» **Short task**
Repeat the lines that follow, leaving nothing out.
— begin Exercise materials —
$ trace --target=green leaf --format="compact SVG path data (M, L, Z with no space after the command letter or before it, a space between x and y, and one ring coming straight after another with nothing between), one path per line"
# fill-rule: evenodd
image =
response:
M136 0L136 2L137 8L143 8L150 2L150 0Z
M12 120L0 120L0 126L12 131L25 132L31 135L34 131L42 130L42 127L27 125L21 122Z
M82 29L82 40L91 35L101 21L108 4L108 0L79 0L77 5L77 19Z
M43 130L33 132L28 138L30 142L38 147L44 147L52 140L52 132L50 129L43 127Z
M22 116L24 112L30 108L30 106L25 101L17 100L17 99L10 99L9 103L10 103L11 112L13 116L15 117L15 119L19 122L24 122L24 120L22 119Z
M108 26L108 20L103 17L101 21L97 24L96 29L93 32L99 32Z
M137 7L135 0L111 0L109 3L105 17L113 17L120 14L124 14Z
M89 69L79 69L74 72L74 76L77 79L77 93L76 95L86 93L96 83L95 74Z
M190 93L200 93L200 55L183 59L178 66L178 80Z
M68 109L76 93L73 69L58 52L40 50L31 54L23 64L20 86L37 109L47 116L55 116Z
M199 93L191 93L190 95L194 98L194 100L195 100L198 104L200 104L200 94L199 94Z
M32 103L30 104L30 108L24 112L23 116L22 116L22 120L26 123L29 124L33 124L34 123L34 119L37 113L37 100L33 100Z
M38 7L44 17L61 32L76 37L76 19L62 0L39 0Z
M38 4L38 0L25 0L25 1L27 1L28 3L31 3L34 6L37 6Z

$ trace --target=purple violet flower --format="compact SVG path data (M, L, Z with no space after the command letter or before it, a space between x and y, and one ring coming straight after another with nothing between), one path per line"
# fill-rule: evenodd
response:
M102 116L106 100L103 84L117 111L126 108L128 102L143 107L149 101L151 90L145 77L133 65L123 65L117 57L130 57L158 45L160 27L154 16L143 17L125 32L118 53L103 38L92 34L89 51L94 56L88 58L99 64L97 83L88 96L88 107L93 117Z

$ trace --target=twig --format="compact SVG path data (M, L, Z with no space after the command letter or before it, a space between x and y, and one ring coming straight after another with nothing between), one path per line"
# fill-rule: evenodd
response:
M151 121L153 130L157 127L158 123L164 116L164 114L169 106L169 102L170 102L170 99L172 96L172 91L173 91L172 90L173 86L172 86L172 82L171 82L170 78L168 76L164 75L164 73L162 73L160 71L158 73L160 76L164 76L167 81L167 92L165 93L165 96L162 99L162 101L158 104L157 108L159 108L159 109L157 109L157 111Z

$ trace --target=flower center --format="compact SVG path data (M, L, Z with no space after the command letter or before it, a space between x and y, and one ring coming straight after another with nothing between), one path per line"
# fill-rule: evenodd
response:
— end Exercise materials —
» **Solution to the problem**
$ trace --target=green leaf --format="compact SVG path data (M, L, Z with no space after the command letter or before it, a space between x and y, and one ring coming straight after another with nothing between), one path per line"
# fill-rule: evenodd
image =
response:
M136 0L136 2L137 8L143 8L150 2L150 0Z
M12 120L0 120L0 126L12 131L25 132L31 135L34 131L42 130L42 127L27 125L21 122Z
M82 29L82 40L91 35L101 21L108 4L108 0L79 0L77 5L77 19Z
M43 130L33 132L28 138L30 142L38 147L44 147L52 140L52 132L50 129L43 127Z
M22 116L24 112L30 108L30 106L25 101L17 100L17 99L10 99L9 103L10 103L11 112L13 116L15 117L15 119L19 122L24 122L24 120L22 119Z
M108 26L108 20L103 17L101 21L97 24L96 29L93 32L99 32Z
M137 7L135 0L111 0L109 3L105 17L113 17L120 14L124 14Z
M89 69L79 69L74 72L74 76L77 79L77 93L76 95L86 93L96 83L95 74Z
M190 93L200 93L200 55L183 59L178 66L178 80Z
M68 109L76 93L73 69L58 52L40 50L31 54L23 64L20 86L37 109L47 116L55 116Z
M199 93L191 93L190 95L194 98L194 100L195 100L198 104L200 104L200 94L199 94Z
M32 103L30 104L30 108L24 112L23 116L22 116L22 120L26 123L29 124L33 124L34 123L34 119L37 113L37 100L33 100Z
M38 7L44 17L61 32L76 37L76 19L62 0L39 0Z
M38 4L38 0L25 0L25 1L27 1L28 3L31 3L34 6L37 6Z

$ trace --target=purple violet flower --format="compact SVG path data (M, L, Z with no space after the command letter or before it, a space between x and y, and one ring coming straight after another with nothing between), one path per line"
# fill-rule: evenodd
response:
M102 116L106 100L103 84L117 111L126 108L128 102L143 107L149 101L151 90L145 77L133 65L123 65L117 57L130 57L158 45L160 27L154 16L143 17L125 32L118 53L103 38L92 34L89 51L94 56L88 58L99 64L97 83L88 96L88 107L93 117Z

$ trace --target=twig --format="compact SVG path data (M, L, Z with no space after the command letter or before it, a space between x and y, and one ring coming straight after another with nothing between), one path per line"
# fill-rule: evenodd
response:
M151 121L153 130L157 127L158 123L164 116L164 114L169 106L169 102L170 102L170 99L172 96L172 91L173 91L172 90L173 86L172 86L172 82L171 82L170 78L168 76L164 75L164 73L162 73L160 71L158 73L160 76L164 76L167 81L167 92L165 93L165 96L162 99L162 101L158 104L157 108L159 108L159 109L157 109L157 111Z

$ trace --target=flower center --format="compact SVG path data (M, L, Z with no space after the command letter or before it, a space between x and y, and one ring coming straight after another with nothing between), one path per line"
# fill-rule: evenodd
response:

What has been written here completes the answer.